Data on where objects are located
---------------
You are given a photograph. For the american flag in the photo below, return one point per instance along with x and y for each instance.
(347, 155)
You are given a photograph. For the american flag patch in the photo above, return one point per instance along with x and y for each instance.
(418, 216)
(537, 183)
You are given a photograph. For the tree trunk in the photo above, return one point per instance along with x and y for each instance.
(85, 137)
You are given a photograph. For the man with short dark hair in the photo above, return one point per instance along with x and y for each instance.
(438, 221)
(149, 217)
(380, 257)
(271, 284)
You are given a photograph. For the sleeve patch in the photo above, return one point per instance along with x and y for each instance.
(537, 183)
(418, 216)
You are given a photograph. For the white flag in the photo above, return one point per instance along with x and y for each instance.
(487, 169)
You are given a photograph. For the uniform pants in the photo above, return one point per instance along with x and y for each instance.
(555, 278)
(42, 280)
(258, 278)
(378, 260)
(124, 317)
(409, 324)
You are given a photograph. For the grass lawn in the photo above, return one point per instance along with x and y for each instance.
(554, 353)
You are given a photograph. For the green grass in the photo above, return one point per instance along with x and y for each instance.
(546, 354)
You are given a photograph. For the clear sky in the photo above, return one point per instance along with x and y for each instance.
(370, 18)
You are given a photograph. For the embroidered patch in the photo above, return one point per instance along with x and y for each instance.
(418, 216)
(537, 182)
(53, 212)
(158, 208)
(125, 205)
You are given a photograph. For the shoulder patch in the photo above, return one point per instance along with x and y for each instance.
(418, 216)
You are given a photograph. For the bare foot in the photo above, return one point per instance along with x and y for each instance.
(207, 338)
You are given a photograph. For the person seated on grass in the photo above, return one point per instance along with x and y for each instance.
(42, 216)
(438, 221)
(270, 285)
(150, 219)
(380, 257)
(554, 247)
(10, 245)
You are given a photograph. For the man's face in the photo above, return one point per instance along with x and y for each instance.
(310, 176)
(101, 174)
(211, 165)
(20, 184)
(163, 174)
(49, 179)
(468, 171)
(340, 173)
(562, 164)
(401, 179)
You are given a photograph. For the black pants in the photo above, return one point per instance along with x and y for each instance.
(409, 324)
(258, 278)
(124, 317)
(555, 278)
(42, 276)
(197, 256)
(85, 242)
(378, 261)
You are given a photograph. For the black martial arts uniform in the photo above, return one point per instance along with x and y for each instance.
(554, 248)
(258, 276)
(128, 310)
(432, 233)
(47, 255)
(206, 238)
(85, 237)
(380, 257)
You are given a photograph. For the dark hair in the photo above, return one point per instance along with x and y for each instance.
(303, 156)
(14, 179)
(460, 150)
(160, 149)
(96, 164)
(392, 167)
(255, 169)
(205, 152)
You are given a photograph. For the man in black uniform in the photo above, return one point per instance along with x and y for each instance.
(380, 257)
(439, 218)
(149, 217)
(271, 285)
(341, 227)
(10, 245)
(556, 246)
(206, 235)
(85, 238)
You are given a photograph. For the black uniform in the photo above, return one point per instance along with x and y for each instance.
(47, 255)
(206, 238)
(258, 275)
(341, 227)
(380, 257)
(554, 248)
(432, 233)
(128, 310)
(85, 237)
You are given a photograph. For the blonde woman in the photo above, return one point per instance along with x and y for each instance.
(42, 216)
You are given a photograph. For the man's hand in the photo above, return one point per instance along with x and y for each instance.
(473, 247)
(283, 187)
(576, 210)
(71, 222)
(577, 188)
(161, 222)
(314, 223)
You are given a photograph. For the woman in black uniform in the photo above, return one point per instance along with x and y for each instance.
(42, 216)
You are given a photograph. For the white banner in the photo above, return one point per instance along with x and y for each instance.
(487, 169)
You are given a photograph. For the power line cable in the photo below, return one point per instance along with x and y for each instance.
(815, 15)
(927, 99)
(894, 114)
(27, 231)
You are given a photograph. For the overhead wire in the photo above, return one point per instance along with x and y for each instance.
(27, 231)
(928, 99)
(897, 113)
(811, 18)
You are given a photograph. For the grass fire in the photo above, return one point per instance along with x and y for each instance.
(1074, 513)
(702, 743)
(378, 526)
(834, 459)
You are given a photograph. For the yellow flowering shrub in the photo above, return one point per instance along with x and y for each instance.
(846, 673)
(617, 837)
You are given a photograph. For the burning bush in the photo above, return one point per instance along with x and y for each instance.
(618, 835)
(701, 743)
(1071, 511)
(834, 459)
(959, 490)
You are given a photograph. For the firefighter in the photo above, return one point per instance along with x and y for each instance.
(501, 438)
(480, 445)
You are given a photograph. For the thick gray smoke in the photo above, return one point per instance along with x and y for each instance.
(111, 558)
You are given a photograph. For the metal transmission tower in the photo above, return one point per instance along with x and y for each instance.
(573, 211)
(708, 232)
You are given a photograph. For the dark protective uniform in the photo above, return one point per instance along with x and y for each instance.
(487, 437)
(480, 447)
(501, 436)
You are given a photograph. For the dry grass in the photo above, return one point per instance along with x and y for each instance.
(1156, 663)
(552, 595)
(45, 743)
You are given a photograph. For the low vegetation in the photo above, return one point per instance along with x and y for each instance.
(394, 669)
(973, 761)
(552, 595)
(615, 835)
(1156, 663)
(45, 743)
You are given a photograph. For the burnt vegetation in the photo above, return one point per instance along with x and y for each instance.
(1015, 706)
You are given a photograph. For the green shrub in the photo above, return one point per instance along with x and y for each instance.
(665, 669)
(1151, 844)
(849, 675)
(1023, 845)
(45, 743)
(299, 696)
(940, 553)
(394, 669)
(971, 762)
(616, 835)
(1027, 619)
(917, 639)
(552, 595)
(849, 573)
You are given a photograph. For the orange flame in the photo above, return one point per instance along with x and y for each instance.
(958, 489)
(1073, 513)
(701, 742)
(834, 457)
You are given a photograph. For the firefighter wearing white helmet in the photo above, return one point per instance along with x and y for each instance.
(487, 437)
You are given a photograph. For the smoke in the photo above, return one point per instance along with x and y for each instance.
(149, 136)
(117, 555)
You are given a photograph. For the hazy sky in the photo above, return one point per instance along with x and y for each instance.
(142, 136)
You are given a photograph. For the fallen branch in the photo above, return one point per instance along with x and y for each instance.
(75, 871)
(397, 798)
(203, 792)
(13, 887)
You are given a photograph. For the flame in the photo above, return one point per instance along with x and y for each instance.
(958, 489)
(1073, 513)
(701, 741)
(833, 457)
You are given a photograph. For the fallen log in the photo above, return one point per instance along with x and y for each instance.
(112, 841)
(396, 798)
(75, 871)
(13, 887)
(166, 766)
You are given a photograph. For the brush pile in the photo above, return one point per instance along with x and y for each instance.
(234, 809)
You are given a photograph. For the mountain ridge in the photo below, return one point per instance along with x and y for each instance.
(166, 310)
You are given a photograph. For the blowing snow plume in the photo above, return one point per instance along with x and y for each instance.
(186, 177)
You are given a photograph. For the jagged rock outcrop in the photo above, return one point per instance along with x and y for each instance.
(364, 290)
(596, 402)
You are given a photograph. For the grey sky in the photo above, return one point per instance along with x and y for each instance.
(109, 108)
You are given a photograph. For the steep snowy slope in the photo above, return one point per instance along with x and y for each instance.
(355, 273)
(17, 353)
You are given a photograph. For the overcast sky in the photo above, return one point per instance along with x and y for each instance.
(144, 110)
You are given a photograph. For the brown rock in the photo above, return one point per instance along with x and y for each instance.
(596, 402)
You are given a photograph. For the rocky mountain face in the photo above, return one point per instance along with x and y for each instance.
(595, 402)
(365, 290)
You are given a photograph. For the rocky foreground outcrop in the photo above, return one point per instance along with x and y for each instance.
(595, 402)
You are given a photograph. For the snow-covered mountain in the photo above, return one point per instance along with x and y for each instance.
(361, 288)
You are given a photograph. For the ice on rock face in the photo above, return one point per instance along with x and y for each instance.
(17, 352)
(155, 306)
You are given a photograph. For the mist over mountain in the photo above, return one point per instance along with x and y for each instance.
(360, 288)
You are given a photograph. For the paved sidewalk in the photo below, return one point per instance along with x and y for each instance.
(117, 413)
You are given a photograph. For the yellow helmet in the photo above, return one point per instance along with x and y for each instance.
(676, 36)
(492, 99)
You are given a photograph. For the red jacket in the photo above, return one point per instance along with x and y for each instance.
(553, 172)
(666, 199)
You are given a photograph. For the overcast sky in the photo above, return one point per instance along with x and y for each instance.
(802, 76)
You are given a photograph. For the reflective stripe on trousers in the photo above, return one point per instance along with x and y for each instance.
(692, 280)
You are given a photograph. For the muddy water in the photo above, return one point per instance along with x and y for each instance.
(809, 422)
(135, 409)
---------------
[Aim]
Copy the data from the line with "You are given a photograph. For the paved" up to and including the last line, adding 12 to each number in the coordinates.

[Written response]
You are given a photograph. For the paved sidewalk in the photo below, return one point per instance along with x and y for each instance.
(129, 425)
You are given a photograph. For the yellow helmet in the photo above, return one point per instance along with x and y for each instance.
(688, 48)
(504, 111)
You are given a photograph. For the red jacket in the photo above, return one point per instance along with x and y for each instance.
(565, 184)
(678, 211)
You are given a photograph. For the overcast sky in the photo above, return one point per instance along with x and y for each instance.
(814, 88)
You are given a photograph. For the reflective stripe on trousers in the photo above, return one point per instance along with x and y for each instance.
(704, 292)
You are given a photograph. For the muddy water in the photo above, return one point per instance along with x and y for each instance.
(821, 434)
(147, 421)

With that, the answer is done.